DOCUMENT SEGMENT:
## Begin
Excerpted from my essay collection, Things You Can’t Un-see.
My husband makes fun of me for my obsession with monograms. After he caught me looking at a rotating display case of silver letter charms at a local boutique, I told him, “If you had the opportunity to name yourself, you’d be obsessed with them, too.”
***
First day of fourth grade, circa 1997: the teacher takes attendance with strict efficiency. Since my last name begins with C, I am the fifth student called. “Sarah Caplin?” she calls. I raise my hand. By the time she gets to the end of the list, it is apparent that “Sarah” is the female name of choice: there are four Sarahs in our class of a dozen students, which Mrs. F thinks is hilarious. She places us all at the same table: Sarah K, Sarah M, Sarah W, and myself. It was not the first time I had to be differentiated by my last initial, and it wouldn’t be the last.
I was nine; I was already tired of it.
My parents told me, “We just liked the name; we had no idea it would be so popular.” It never occurred to them that giving me a name from the Bible with timeless appeal (why else do so many women have it?) and no pronunciation problems in the English-speaking world would be such a burden to me. And of course they didn’t know any other Sarahs at the time—it appears they were all in utero. According to Social Security records, the name “Sarah” was at peak popularity in the United States between 1980 and 2000. I was born in 1988: an awkward place with Sarahs above me, Sarahs below, and plenty more to grow up with.
## End
STATED TASK 1: In the essay excerpt about the name Sarah, how many students named Sarah were in the fourth-grade class?
STATED TASK 2: Write the next part of the essay excerpt about the name Sarah, starting right after its last sentence.

PROVIDED DATA:
## Begin
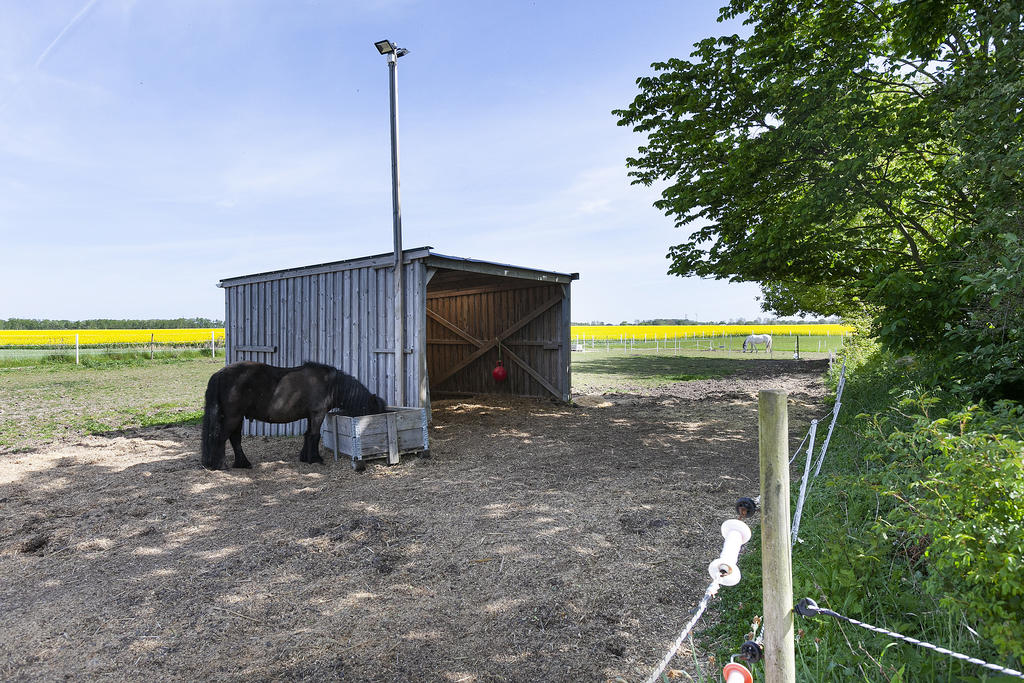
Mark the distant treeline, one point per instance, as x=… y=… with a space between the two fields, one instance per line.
x=686 y=321
x=107 y=324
## End
RESPONSE 1: Four, in a class of a dozen students.

RESPONSE 2:
***
Wanting a name to “stand out” is a relatively recent phenomenon. Previous generations not only wanted their kids to blend in so as not to be teased on the playground (and we all know just how cruel kids can be), but passing names down through the family was an important, tangible way to honor deceased relatives.
For a while, my parents were settled on the name Samantha for me. Only toward the end of my mother’s pregnancy did they decide to give me a family name—my great-grandmother’s name. It was the traditionally Jewish thing to do. Where religion failed in importance to my parents, they made up for in keeping the cultural tradition going.
Somewhere along the way, blending in became boring: a generational curse. Now it’s all about uniqueness; making sure everyone remembers who you are. The Internet has helped fuel this “identity panic”: previous generations didn’t have the ability to type in a name on Google, view statistics for how many other babies born that year had it, and then panic that the name has been “taken.”
As an adult introvert, I’m okay now with blending in, but Childhood Me was the opposite. How could I stand out with a name shared by so many?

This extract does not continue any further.